Records from an annotation dataset:
++++++++++++++++++++

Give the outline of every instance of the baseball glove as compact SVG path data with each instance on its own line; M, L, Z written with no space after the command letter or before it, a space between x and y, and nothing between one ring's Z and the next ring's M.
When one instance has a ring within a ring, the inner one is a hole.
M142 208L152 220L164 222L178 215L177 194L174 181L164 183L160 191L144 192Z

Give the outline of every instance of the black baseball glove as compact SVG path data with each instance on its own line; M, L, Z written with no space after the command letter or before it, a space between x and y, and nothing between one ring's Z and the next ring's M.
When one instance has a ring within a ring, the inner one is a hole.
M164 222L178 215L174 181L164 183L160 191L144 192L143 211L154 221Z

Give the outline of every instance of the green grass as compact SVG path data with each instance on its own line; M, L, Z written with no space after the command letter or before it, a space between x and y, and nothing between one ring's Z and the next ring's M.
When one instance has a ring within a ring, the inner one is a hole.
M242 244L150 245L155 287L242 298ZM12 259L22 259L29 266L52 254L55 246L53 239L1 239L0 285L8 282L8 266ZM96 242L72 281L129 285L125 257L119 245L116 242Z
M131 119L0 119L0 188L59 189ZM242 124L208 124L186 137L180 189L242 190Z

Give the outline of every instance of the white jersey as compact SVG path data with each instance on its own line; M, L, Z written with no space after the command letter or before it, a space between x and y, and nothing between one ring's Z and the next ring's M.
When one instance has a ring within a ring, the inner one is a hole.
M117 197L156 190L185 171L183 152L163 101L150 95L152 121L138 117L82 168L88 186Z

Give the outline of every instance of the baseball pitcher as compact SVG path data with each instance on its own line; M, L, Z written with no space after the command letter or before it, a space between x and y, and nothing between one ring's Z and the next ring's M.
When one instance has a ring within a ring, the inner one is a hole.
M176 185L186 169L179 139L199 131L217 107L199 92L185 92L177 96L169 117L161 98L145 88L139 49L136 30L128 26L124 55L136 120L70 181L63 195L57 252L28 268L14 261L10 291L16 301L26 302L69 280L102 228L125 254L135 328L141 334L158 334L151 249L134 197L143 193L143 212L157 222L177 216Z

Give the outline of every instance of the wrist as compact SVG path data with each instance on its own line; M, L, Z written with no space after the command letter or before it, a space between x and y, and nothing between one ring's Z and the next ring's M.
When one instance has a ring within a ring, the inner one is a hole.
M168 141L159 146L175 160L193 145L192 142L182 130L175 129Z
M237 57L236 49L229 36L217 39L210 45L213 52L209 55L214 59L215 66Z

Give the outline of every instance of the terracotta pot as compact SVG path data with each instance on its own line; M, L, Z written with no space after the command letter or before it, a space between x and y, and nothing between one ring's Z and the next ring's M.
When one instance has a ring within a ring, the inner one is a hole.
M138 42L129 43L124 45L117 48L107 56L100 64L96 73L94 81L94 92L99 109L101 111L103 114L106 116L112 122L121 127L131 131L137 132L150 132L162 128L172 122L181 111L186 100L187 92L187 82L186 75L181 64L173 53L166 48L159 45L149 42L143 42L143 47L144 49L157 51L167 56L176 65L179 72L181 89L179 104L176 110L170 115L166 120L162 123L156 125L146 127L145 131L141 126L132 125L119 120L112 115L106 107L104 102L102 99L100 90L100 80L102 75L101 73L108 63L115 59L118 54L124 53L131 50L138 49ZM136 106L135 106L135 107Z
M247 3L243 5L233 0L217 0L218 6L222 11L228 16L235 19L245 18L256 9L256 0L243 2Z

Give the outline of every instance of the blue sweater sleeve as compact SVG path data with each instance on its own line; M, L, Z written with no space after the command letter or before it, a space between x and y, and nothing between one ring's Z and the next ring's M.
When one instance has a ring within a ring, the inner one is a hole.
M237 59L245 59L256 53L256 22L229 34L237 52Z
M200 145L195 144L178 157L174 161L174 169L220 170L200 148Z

++++++++++++++++++++

### Written task
Copy every one of the rows above without changing anything.

### Task response
Give the outline of every instance of the baseball glove as compact SVG path data with each instance on its own line; M, L, Z written with no space after the command letter or before it, a space between x and y, and nothing between one ring's Z and the next ring's M.
When one instance has a ring within a ring, the inner one is a hole.
M142 208L152 220L164 222L178 215L177 194L174 181L164 183L160 191L144 192Z

Give the outline of every instance of the black baseball glove as compact SVG path data with each instance on its own line; M, L, Z written with no space after the command letter or before it, a space between x and y, and nothing between one ring's Z and the next ring's M.
When one instance has a ring within a ring, the inner one is a hole.
M164 222L178 215L174 181L164 183L160 191L144 192L143 211L154 221Z

Give the outline of every instance of the green grass as compact SVG path data with each instance on its own line; M, L, Z written with no space after the command letter or before it, a space between x and y, and nothing between one ring's Z and the next ring's M.
When one instance has a ring within a ring, the inner one is a hole.
M242 244L150 245L155 287L242 298ZM12 259L22 259L29 266L52 254L55 246L53 239L1 239L0 285L8 282L8 266ZM96 242L72 281L129 285L125 257L119 245L116 242Z
M131 119L0 119L0 188L59 189ZM242 124L208 124L186 137L180 189L242 190Z

Give the outline of every instance of the white jersey as compact SVG path data with each instance on its own line; M, L, Z written with no space after the command letter or before it, a space between x and y, and nothing between one ring's Z and the next ring's M.
When one instance has a ring within a ring, the inner one is a hole.
M117 197L156 190L185 171L183 152L163 101L150 95L152 121L138 117L82 168L88 186Z

Give the outline of every instance of the baseball pitcher as compact SVG path data with each instance on its own line; M, L, Z written with no space after the command letter or before it, a space between x and y, and nothing between one ring's Z and the next ring's M.
When one instance has a ring within a ring, the inner one is a hole.
M176 185L186 169L179 139L199 131L217 107L199 92L185 92L177 96L169 117L161 98L145 88L139 49L136 30L128 26L124 55L136 120L70 181L63 195L57 252L28 268L14 261L10 291L16 301L26 302L69 280L102 228L125 254L135 328L141 334L158 334L151 249L134 197L143 193L143 212L157 222L177 216Z

Give the outline of every instance of the wrist as compact SVG path data with each instance on its own line; M, L, Z written with no space after the command letter or before it, a space between x and y, and nothing between one ring's Z and the next ring's M.
When one instance has a ring within a ring, the inner one is a hole.
M168 141L159 146L175 160L193 145L192 142L182 130L175 129Z
M237 57L236 49L229 36L217 39L210 45L213 52L209 55L214 59L215 66Z

Give the outline of every instance of the terracotta pot as compact SVG path data with each instance on its own line; M, L, Z written with no space after the command letter or before it, a space between x and y, and nothing between one ring's Z and the next ring's M.
When one instance has a ring within a ring, the inner one is a hole.
M138 42L129 43L124 45L117 48L107 56L100 64L96 73L94 81L94 92L99 109L101 111L103 114L106 116L112 122L121 127L131 131L137 132L150 132L162 128L172 122L181 111L186 100L187 92L187 82L186 75L181 64L173 53L166 48L159 45L149 42L143 42L143 47L144 49L157 51L167 56L176 65L179 72L181 89L179 104L176 110L170 115L166 120L162 123L156 125L146 127L145 131L141 126L132 125L119 120L112 115L106 107L104 102L102 99L100 90L100 80L102 75L101 73L108 63L115 59L118 54L124 53L131 50L138 49ZM136 106L135 106L135 107Z
M247 3L243 5L233 0L217 0L218 6L222 11L228 16L235 19L245 18L256 9L256 0L243 2Z

Give the outline of every instance of the blue sweater sleeve as compact SVG path data with each instance on its own line; M, L, Z written with no space after the command letter or before it, a space between x and y, and nothing between one ring's Z and the next ring's M.
When one instance has a ring within a ring, the inner one is a hole.
M237 59L245 59L256 53L256 22L229 34L237 52Z
M200 145L195 144L178 157L174 161L174 169L220 170L200 148Z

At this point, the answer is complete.